Pedido: Transcreva sem alterações o trecho do artigo que vai desde "Sem embargo de" até "110.º do TFUE.", inclusive.

Artigo:
########
Mais deve a AT ser condenada a restituir ao Impugnante a quantia de € 2.209,86 cobrada em excesso, acrescida dos juros indemnizatórios calculados á taxa legal em vigor à data do pagamento, desde a data do pagamento do imposto até à efetiva restituição”.

Salvo o devido respeito, a explanação da causa de pedir e do pedido que consta do pedido de pronúncia arbitral não constitui um paradigma de linearidade conceptual e argumentativa.

Sem embargo de assim nos parecer, é cognoscível o que o Requerente ataca e visa ver escrutinado no presente processo. O Requerente impugna a legalidade da liquidação de ISV feita pela AT, por ter a mesmo sido feita por aplicação da alínea d) do n.º 1 do artigo 8.º do CISV, na redação introduzida pela Lei n.º 75-B/2020, de 31 de dezembro, dispositivo este que o Requerente considera violador do artigo 110.º do TFUE.

Não se mostra impeditivo desta leitura – quantum satis para fixar a substância do questionamento no âmbito da verificação da legalidade do ato de liquidação – que o Requerente prossiga propugnando pela aplicação do referido preceito [alínea d) do n.º 1 do artigo 8.º do CISV] na redação em vigor à data da primeira matrícula da viatura, com o corolário que extrai do reconhecimento do direito à restituição da diferença de coleta.
########
Dados fornecidos:
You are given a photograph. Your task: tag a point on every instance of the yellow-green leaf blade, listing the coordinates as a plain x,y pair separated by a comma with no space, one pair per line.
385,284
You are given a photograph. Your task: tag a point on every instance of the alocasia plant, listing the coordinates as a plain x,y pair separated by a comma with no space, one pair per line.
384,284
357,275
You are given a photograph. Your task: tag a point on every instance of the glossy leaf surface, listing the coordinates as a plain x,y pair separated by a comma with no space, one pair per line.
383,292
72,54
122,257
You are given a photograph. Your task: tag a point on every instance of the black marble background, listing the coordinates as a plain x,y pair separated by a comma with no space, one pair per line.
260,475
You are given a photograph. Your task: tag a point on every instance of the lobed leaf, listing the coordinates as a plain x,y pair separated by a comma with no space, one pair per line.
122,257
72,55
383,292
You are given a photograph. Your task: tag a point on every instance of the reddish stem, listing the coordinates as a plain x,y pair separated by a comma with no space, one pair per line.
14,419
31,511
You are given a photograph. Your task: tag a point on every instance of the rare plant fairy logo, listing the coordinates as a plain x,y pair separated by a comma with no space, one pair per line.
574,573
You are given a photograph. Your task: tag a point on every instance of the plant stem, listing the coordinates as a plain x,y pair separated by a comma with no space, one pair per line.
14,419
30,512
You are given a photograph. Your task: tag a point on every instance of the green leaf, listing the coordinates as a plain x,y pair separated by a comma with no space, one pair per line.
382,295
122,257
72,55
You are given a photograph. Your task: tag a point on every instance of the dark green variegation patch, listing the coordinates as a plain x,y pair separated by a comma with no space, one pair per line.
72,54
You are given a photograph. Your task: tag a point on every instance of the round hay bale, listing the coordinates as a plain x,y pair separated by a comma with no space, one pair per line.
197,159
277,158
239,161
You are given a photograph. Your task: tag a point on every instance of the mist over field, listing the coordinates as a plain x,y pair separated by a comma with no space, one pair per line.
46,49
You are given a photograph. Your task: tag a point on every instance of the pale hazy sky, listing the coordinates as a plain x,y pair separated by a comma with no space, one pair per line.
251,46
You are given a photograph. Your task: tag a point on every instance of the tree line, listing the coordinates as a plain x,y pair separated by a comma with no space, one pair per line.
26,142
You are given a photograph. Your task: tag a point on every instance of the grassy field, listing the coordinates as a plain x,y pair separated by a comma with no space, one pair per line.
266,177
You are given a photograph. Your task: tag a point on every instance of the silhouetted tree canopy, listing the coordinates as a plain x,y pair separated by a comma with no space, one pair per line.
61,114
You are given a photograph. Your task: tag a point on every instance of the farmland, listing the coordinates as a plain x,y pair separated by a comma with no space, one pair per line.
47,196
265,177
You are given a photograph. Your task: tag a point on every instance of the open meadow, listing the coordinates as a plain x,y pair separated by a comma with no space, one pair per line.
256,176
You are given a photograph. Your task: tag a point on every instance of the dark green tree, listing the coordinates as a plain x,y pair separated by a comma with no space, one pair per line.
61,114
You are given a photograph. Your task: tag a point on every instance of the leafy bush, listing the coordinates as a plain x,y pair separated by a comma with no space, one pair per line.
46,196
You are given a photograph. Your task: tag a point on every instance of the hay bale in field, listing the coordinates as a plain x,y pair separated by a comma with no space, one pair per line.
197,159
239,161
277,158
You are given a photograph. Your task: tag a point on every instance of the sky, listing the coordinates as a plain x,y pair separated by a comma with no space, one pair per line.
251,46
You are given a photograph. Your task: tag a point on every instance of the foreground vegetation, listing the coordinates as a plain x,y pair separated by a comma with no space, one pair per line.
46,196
########
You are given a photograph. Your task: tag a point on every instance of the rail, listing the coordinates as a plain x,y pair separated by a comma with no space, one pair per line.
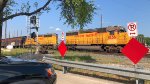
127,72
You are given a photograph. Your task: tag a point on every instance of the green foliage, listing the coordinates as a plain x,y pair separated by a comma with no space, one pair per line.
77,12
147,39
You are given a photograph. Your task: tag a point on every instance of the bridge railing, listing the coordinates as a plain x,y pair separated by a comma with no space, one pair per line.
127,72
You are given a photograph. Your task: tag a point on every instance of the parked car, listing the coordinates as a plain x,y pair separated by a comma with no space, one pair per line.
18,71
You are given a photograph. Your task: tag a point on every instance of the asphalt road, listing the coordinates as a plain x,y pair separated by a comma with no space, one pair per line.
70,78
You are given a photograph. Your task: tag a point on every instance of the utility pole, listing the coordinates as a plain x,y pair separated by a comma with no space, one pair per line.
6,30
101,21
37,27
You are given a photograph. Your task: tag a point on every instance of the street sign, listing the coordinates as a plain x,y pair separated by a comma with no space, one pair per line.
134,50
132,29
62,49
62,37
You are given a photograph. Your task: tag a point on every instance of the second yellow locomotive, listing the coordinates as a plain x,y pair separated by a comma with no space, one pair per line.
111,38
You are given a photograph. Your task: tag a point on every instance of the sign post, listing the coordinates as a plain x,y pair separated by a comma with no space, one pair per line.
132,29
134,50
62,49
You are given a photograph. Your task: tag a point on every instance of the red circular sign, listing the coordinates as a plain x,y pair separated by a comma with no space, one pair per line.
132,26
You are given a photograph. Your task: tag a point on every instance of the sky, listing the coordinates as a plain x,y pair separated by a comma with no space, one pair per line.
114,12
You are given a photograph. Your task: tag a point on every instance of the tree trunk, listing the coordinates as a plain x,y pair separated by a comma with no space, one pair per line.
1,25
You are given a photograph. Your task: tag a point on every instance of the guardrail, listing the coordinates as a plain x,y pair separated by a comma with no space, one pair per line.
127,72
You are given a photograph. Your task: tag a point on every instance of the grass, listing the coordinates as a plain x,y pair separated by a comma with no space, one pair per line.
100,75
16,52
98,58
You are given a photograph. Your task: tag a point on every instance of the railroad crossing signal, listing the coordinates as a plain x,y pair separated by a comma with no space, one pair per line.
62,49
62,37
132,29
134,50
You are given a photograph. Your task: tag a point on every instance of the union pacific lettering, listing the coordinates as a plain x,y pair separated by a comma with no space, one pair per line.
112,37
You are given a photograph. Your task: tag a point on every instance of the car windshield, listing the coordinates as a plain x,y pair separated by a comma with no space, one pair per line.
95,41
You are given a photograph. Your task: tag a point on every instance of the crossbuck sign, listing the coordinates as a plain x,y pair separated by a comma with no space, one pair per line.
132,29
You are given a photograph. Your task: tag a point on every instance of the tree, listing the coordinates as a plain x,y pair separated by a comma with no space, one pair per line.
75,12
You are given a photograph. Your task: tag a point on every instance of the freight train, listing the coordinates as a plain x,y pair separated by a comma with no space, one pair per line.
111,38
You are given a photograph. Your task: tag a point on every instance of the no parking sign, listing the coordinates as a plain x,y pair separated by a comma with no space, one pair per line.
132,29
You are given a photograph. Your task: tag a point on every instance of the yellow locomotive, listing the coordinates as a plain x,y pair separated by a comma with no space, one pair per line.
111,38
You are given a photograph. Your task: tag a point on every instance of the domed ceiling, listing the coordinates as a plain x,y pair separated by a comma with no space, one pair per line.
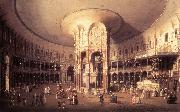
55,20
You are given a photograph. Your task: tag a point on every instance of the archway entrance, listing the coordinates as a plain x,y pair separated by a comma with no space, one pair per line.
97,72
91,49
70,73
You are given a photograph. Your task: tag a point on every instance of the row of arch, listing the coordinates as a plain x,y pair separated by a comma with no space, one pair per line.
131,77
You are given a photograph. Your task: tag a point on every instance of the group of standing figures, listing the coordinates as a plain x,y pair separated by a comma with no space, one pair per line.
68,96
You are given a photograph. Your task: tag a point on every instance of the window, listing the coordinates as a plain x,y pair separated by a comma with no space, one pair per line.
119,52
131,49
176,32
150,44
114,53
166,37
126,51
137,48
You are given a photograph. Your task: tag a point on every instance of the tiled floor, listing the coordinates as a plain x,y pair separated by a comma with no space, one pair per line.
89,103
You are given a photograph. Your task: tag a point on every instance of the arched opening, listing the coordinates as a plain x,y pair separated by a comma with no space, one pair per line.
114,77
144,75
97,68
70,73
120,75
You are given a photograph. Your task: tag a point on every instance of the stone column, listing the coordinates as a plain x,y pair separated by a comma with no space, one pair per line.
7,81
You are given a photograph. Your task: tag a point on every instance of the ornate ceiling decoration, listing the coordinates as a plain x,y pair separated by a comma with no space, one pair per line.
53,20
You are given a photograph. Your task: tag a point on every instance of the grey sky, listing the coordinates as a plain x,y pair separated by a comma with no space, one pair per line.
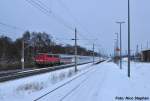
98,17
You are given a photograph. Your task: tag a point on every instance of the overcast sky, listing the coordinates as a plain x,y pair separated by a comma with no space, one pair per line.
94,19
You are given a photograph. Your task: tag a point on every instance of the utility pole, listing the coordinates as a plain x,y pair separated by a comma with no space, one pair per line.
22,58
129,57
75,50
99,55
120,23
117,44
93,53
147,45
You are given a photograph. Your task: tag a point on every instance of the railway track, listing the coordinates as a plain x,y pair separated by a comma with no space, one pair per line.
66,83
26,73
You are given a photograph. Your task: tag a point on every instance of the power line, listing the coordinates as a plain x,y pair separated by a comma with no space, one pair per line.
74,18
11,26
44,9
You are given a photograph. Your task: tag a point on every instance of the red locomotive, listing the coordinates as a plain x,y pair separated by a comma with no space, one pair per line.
########
Resultado da tarefa:
Sem embargo de assim nos parecer, é cognoscível o que o Requerente ataca e visa ver escrutinado no presente processo. O Requerente impugna a legalidade da liquidação de ISV feita pela AT, por ter a mesmo sido feita por aplicação da alínea d) do n.º 1 do artigo 8.º do CISV, na redação introduzida pela Lei n.º 75-B/2020, de 31 de dezembro, dispositivo este que o Requerente considera violador do artigo 110.º do TFUE.